(Excerpt from a dataset)
• • •
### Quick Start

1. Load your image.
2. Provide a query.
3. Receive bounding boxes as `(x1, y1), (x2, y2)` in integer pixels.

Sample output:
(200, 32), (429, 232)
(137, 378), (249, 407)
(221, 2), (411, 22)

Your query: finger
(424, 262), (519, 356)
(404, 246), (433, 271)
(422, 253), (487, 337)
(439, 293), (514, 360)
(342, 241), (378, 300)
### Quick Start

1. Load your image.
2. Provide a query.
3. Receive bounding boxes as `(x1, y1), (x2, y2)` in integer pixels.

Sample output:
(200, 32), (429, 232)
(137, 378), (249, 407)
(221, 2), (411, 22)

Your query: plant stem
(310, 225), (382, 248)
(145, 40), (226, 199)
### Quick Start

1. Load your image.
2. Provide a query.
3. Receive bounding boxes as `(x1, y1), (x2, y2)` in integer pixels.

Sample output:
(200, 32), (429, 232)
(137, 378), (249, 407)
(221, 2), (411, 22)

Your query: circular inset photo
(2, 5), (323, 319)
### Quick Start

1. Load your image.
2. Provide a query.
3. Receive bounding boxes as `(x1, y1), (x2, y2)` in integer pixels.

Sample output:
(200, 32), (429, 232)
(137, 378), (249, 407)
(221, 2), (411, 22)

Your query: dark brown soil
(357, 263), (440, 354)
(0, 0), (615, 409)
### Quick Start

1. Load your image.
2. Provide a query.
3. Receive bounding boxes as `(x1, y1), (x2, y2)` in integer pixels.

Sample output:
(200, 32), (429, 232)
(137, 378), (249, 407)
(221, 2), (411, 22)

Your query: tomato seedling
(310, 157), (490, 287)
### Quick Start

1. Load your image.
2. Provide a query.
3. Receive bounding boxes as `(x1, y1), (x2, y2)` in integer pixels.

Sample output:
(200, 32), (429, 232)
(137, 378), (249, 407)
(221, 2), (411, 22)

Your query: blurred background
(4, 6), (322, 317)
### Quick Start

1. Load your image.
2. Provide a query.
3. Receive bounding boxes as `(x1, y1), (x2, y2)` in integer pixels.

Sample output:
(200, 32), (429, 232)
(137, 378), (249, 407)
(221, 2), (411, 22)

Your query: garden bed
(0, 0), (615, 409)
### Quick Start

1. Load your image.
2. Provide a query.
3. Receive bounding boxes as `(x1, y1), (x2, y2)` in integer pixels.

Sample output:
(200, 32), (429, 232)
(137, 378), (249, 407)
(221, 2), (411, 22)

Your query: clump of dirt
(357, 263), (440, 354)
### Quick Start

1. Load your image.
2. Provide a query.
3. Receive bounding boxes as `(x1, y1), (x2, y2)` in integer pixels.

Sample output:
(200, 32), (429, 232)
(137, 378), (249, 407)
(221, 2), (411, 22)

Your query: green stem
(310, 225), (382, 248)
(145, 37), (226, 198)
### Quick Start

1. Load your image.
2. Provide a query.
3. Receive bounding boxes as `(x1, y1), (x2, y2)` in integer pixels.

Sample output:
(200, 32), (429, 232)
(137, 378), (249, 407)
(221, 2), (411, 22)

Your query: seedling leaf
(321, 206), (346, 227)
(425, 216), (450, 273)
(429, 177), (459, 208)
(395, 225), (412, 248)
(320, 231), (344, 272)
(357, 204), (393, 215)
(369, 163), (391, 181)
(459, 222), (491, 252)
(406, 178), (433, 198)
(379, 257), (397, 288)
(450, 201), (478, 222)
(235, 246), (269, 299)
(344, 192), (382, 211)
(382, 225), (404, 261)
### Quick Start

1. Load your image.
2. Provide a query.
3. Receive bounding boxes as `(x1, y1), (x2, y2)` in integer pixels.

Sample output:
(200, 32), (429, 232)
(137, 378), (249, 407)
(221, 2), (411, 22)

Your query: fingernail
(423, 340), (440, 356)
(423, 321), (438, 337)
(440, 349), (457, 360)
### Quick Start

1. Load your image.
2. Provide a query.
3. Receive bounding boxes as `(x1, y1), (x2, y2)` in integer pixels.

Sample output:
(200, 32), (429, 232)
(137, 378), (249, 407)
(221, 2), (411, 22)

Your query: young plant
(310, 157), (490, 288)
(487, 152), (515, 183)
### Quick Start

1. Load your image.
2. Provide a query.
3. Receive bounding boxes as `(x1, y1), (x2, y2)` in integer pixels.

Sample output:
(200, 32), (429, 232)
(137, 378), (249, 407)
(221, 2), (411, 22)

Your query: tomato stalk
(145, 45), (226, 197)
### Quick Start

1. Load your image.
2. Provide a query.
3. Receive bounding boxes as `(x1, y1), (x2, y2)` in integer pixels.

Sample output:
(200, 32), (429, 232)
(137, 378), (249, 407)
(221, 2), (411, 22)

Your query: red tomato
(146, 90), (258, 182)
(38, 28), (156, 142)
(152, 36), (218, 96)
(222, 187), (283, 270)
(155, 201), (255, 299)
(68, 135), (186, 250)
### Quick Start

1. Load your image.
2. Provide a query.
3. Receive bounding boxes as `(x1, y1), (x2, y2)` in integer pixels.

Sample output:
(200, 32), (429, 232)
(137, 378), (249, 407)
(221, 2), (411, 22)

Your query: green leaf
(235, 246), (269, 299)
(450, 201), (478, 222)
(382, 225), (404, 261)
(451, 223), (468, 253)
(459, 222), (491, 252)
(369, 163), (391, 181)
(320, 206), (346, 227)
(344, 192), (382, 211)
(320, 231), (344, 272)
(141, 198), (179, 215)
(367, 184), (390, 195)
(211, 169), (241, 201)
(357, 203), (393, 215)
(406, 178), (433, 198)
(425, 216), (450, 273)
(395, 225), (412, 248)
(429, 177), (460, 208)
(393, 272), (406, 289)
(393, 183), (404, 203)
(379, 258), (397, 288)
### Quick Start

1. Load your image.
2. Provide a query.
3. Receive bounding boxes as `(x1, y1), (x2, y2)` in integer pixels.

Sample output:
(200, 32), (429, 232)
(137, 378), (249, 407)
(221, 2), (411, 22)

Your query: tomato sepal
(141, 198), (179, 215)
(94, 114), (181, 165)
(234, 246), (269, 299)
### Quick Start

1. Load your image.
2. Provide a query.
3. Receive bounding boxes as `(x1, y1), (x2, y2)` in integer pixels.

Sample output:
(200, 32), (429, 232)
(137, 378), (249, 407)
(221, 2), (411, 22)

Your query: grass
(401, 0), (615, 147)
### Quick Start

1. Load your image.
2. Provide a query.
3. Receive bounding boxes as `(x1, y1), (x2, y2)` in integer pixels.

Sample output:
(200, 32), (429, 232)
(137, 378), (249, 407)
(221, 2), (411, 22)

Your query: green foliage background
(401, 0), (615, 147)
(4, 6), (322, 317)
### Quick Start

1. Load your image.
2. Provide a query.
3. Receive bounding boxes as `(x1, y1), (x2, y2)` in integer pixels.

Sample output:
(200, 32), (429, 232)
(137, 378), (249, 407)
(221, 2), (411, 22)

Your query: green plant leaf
• • •
Transcribe the lines above exactly, from the first line to the last.

### Quick Start

1. Load your image.
2. Provide a query.
3. Receive bounding boxes as `(x1, y1), (x2, y2)` in integer pixels.

Sample output:
(200, 32), (429, 232)
(137, 378), (249, 407)
(221, 2), (411, 22)

Your query: finger
(424, 262), (519, 356)
(404, 246), (433, 271)
(422, 253), (487, 337)
(439, 293), (514, 360)
(342, 241), (378, 300)
### Quick Start

1. Load your image.
2. Provide a query.
3. Receive bounding boxes as `(x1, y1), (x2, y2)` in integer pixels.

Sample output:
(200, 32), (429, 232)
(137, 378), (249, 407)
(221, 2), (411, 22)

Your query: plant stem
(310, 225), (382, 248)
(145, 40), (226, 199)
### Quick Start

1. Load your image.
2. Provide a query.
3. Receive bounding boxes as `(x1, y1), (x2, y2)` in integer pixels.

Sample output:
(200, 32), (429, 232)
(137, 378), (249, 407)
(221, 2), (411, 22)

Your query: circular inset photo
(2, 5), (323, 319)
### Quick Start

1. Load your image.
2. Provide a query.
3. Receive bounding boxes as `(x1, y1), (x2, y2)` in integer pixels.

Sample output:
(200, 32), (429, 232)
(137, 378), (249, 407)
(221, 2), (411, 22)

Your query: dark brown soil
(357, 263), (440, 354)
(0, 0), (615, 409)
### Quick Start

1. Load your image.
2. Provide a query.
3. Receive bounding boxes as `(x1, y1), (x2, y2)` in integer pixels.

Sample output:
(200, 32), (429, 232)
(137, 378), (249, 407)
(221, 2), (411, 22)

Your query: tomato seedling
(310, 157), (490, 287)
### Quick Start

1. Load your image.
2. Provide a query.
3. Receive bounding boxes as `(x1, y1), (x2, y2)` in integer pixels.

Sample output:
(200, 32), (429, 232)
(137, 378), (249, 407)
(221, 2), (411, 22)

Your query: blurred background
(4, 6), (322, 317)
### Quick Start

1. Load your image.
2. Provide a query.
3. Receive bounding boxes as `(x1, y1), (x2, y2)` in integer pixels.

Sample output:
(200, 32), (429, 232)
(137, 378), (249, 407)
(221, 2), (411, 22)

Your query: garden bed
(0, 0), (615, 409)
### Quick Start

1. Load your image.
2. Provide a query.
3. Receive bounding boxes as `(x1, y1), (x2, y2)` in integer pixels.

Sample output:
(200, 32), (429, 232)
(137, 378), (249, 407)
(221, 2), (411, 22)

Your query: clump of dirt
(357, 263), (440, 354)
### Quick Start

1. Load your image.
2. Provide a query.
3. Receive bounding boxes as `(x1, y1), (x2, y2)` in integer pixels.

Sample output:
(200, 32), (429, 232)
(137, 378), (249, 407)
(221, 2), (411, 22)

Your query: green stem
(310, 225), (382, 248)
(145, 37), (226, 198)
### Quick Start

1. Load your image.
2. Provide a query.
3. Receive bounding boxes as `(x1, y1), (x2, y2)` in integer pixels.

Sample output:
(200, 32), (429, 232)
(137, 378), (249, 407)
(221, 2), (411, 22)

Your query: seedling leaf
(321, 206), (346, 227)
(425, 216), (450, 273)
(429, 177), (459, 208)
(395, 225), (412, 248)
(320, 231), (344, 272)
(357, 204), (393, 215)
(369, 163), (391, 181)
(459, 222), (491, 252)
(406, 178), (433, 198)
(379, 257), (397, 288)
(450, 201), (478, 222)
(235, 246), (269, 299)
(344, 192), (382, 211)
(382, 225), (404, 261)
### Quick Start

1. Load your image.
2. Provide a query.
3. Receive bounding boxes as `(x1, y1), (x2, y2)` in integer pixels.

Sample output:
(200, 32), (429, 232)
(137, 378), (249, 407)
(221, 2), (411, 22)

Your query: fingernail
(423, 340), (440, 356)
(423, 321), (438, 337)
(440, 349), (457, 360)
### Quick Start

1. Load your image.
2. Provide a query.
3. Receive bounding boxes as `(x1, y1), (x2, y2)` in integer pixels.

Sample output:
(200, 32), (429, 232)
(137, 378), (249, 407)
(221, 2), (411, 22)

Your query: young plant
(310, 157), (490, 288)
(487, 152), (515, 183)
### Quick Start

1. Load your image.
2. Provide a query.
3. Receive bounding boxes as `(x1, y1), (x2, y2)` in integer pixels.

Sample output:
(200, 32), (429, 232)
(137, 378), (249, 407)
(221, 2), (411, 22)

Your query: tomato stalk
(145, 45), (226, 197)
### Quick Start

1. Load your image.
2. Provide a query.
3. Receive bounding boxes as `(x1, y1), (x2, y2)` in integer pixels.

Sample output:
(200, 32), (429, 232)
(137, 378), (249, 407)
(221, 2), (411, 22)

Your query: red tomato
(146, 90), (258, 182)
(38, 28), (156, 142)
(152, 36), (218, 96)
(222, 187), (283, 270)
(155, 201), (255, 299)
(68, 135), (186, 250)
### Quick Start

1. Load your image.
2. Provide a query.
3. Receive bounding boxes as `(x1, y1), (x2, y2)` in integer pixels.

Sample output:
(200, 32), (429, 232)
(137, 378), (249, 407)
(221, 2), (411, 22)

Your query: green leaf
(235, 246), (269, 299)
(450, 201), (478, 222)
(382, 225), (404, 261)
(451, 223), (468, 253)
(459, 222), (491, 252)
(369, 163), (391, 181)
(320, 206), (346, 227)
(344, 192), (382, 211)
(320, 231), (344, 272)
(141, 198), (179, 215)
(367, 184), (390, 195)
(211, 169), (241, 201)
(357, 203), (393, 215)
(406, 178), (433, 198)
(425, 216), (450, 273)
(395, 225), (412, 248)
(429, 177), (460, 208)
(393, 272), (406, 289)
(393, 183), (404, 203)
(379, 258), (397, 288)
### Quick Start

1. Load your image.
2. Provide a query.
3. Receive bounding boxes as `(x1, y1), (x2, y2)` in integer pixels.

Sample output:
(200, 32), (429, 232)
(137, 378), (249, 407)
(221, 2), (411, 22)

Your query: tomato sepal
(141, 198), (179, 215)
(94, 114), (181, 165)
(234, 246), (269, 299)
### Quick Start

1. Load your image.
2. Provide a query.
3. Receive bounding boxes as `(x1, y1), (x2, y2)` in integer pixels.

Sample output:
(200, 32), (429, 232)
(137, 378), (249, 407)
(221, 2), (411, 22)

Your query: grass
(401, 0), (615, 147)
### Quick Start

1. Load your image.
2. Provide a query.
3. Receive bounding boxes as `(x1, y1), (x2, y2)` in integer pixels.

Sample output:
(200, 32), (429, 232)
(137, 378), (249, 407)
(221, 2), (411, 22)

Your query: green foliage background
(401, 0), (615, 147)
(4, 6), (322, 317)
### Quick Start

1. Load your image.
2. Provide a query.
3. Receive bounding boxes as `(x1, y1), (x2, y2)` in integer pixels.

Sample output:
(200, 32), (429, 232)
(137, 378), (249, 407)
(221, 2), (411, 22)

Your query: green plant leaf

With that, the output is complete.